> [ACTION ITEM]
According to the text on anxiety disorders in patients with cancer, within what period after the stressor event do the symptoms of adjustment disorder occur?

> [TEXT PROVIDED]
Patients who have the following symptoms may be experiencing a specific anxiety disorder that was present before they became ill with cancer and that recurs because of the stress of the diagnosis and treatment: intense fear, the inability to absorb information, or the inability to cooperate with medical procedures. Somatic symptoms include shortness of breath, sweating, lightheadedness, and palpitations. Patients with cancer can present with the following anxiety disorders: adjustment disorder, panic disorder, phobias, obsessive-compulsive disorder, posttraumatic stress disorder, generalized anxiety disorder, or anxiety disorder that is caused by other general medical conditions. These patients are generally distressed about their symptoms and are usually compliant with behavioral and psychopharmacologic intervention.
Adjustment disorder is diagnosed in patients who experience maladaptive behaviors and/or moods in response to an identified stressor. The maladaptive behaviors or moods include severe nervousness, worry, jitteriness, and impairment in normal functioning, such as the inability to work, attend school, or interact with others. These symptoms are in excess of normal reactions to cancer and occur within 6 months of the stressor event; however, this determination can be complicated in the patient with cancer, where the stressor is ongoing. Patients diagnosed with an adjustment disorder generally do not have a history of other psychiatric disorders. Patients with other chronic disorders, however, are likely to have had adjustment problems earlier in life that will recur in the cancer setting. Adjustment disorder is prevalent among cancer patients, particularly at critical times such as at diagnostic work-up, diagnosis, or relapse. Most patients with adjustment disorder respond to reassurance, relaxation techniques, low doses of short-acting benzodiazepines, and patient support and education programs.[2,3] (Refer to the PDQ Summary on Adjustment to Cancer: Anxiety and Distress for more information.)

> [THE DATA]
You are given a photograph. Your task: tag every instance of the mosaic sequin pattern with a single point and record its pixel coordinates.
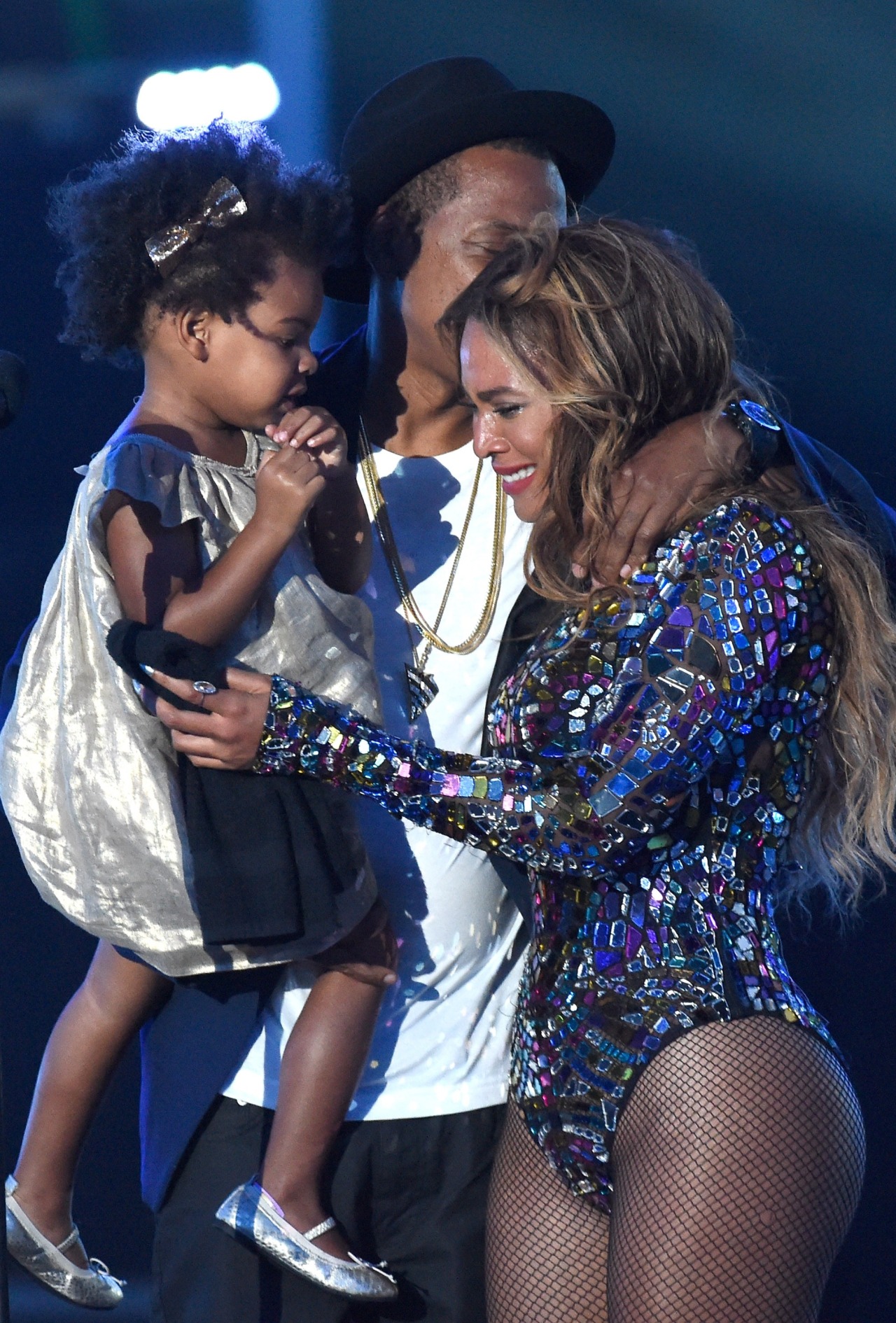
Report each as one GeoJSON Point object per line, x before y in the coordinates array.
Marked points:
{"type": "Point", "coordinates": [649, 762]}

> [SOLUTION TO THIS TASK]
Within 6 months of the stressor event.